* _Your assignment_: In the records below, find the line containing "of the white", then reproduce that line and every one after it to the end, exactly and alone.

BEGIN Data to examine

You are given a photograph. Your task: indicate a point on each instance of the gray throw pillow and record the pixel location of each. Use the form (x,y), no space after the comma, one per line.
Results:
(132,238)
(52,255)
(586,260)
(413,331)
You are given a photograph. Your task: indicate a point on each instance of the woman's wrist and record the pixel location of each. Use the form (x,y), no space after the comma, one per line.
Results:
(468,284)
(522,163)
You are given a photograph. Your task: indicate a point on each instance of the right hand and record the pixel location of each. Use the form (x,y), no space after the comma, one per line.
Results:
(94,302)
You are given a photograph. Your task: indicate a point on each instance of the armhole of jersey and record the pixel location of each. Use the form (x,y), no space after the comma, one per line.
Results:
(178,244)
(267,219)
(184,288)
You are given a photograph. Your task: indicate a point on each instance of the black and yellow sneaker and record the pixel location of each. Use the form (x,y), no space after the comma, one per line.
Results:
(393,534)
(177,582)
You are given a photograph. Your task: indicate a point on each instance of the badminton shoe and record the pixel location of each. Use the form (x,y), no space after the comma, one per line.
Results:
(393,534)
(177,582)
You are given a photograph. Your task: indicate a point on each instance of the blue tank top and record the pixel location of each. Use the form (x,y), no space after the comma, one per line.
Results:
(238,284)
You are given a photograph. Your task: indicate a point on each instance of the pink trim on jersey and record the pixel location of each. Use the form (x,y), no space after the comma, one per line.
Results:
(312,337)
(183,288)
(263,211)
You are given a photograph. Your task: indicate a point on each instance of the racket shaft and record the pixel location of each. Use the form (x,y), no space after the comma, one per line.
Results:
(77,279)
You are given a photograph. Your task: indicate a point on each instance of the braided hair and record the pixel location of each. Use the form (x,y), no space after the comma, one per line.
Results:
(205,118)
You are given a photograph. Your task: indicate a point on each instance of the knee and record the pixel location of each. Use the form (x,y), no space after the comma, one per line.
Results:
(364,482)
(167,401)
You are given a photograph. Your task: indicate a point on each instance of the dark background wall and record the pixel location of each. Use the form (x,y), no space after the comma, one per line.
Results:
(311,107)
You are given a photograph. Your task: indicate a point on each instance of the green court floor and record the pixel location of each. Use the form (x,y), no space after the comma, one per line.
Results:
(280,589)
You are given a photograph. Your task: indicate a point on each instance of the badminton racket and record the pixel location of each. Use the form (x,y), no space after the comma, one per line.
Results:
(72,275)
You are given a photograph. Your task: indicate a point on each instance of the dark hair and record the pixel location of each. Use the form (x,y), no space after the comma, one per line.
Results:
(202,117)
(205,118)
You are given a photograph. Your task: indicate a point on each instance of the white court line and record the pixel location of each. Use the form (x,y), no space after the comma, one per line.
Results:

END Data to examine

* _Written response_:
You are given a photograph. Your task: indicate a point on each instance of the white court line and record the pixel location of each. Use the form (x,y), no space after the comma, one per line.
Results:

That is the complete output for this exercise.